++++ Source extract

Régression Multiple

27/03/2024

Model Validation

Gaussian Model

Model:

\[ \mathbf{y} = \mathbf{X}\boldsymbol{\beta} + \boldsymbol{\epsilon} \]

$\mathbf{y}$ random vector of $n$ responses
$\mathbf{X}$ non random $n\times p$ matrix of predictors
$\boldsymbol{\epsilon}$ random vector of $n$ errors
$\boldsymbol{\beta}$ non random, unknown vector of $p$ coefficients

Assumptions:

(H1) $rg(\mathbf{X}) = p$
(H2) $\boldsymbol{\epsilon} \sim \mathcal{N}(\mathbf{0}, \sigma^2 \mathbf{I}_n)$

Advertising Data

Question:
Are the residuals independent, identically distributed, with the same variance $\sigma^2$ ?

Validation

Goal: Test hypothesis (H2): $\boldsymbol{\epsilon} \sim \mathcal{N}(\mathbf{0}, \sigma^2 \mathbf{I}_n)$.

Check residuals:
- Are there outliers ?
- Gaussian assumption ?
- Homoscedasticity ?
- Structure ?

++++++++

_Set task 1:_
In the regression slides, how is the matrix X described?
_Set task 2:_
Say whether each statement agrees with the regression slides. Give yes or no, and quote the words that decide it.
(a) The coefficient vector β is random.
(b) The stated goal of validation is to test hypothesis (H1).
(c) Homoscedasticity is one of the things to check on the residuals.
_Set task 3:_
Carry the regression slides on past their last line, in the same terse slide style.

++++ Dataset entries

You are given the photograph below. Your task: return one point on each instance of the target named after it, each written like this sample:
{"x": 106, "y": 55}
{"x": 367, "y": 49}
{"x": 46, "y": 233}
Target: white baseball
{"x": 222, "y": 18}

++++++++

_Exercise response 1:_
It is a non-random n × p matrix of predictors.

_Exercise response 2:_
(a) No: "non random, unknown vector"
(b) No: "Goal: Test hypothesis (H2)"
(c) Yes: "Homoscedasticity ?"

_Exercise response 3:_
Check fit:
- Leverage
- Cook distance

Studentized Residuals

Errors vs Residuals

From (H2), the errors are iid: \[ \epsilon_i \sim \mathcal{N}(0, \sigma^2 ) \]

The residuals have distribution: \[ \hat{\boldsymbol{\epsilon}} = \mathbf{y} - \hat{\mathbf{y}} = (\mathbf{I}_n - \mathbf{P}^{\mathbf{X}})\mathbf{y} \sim \mathcal{N}(\mathbf{0}, \sigma^2 (\mathbf{I}_n - \mathbf{P}^{\mathbf{X}})) \]

Writing: \[ \mathbf{H} = \mathbf{P}^{\mathbf{X}} = \mathbf{X}(\mathbf{X}^{T}\mathbf{X})^{-1}\mathbf{X}^{T} \]

The residuals have distribution: \[ \hat{\epsilon}_i \sim \mathcal{N}(0, \sigma^2 (1 - h_{ii})) \]

Errors vs Residuals

From (H2), the errors are iid: \[ \epsilon_i \sim \mathcal{N}(0, \sigma^2 ) \] But the residuals variance depends on $i$: \[ \hat{\epsilon}_i \sim \mathcal{N}(0, \sigma^2 (1 - h_{ii})). \]

“Studentization”: try to “uniformize” the residuals so that they are iid.

Normalisation

Normalized residuals: \[ \frac{\hat{\epsilon}_i}{\sqrt{\sigma^2 (1 - h_{ii})}} \sim \mathcal{N}(0, 1). \]

Normalized residuals are iid.

Problem: $\sigma^2$ is unknown $\to$ replace it by $\hat{\sigma}^2$.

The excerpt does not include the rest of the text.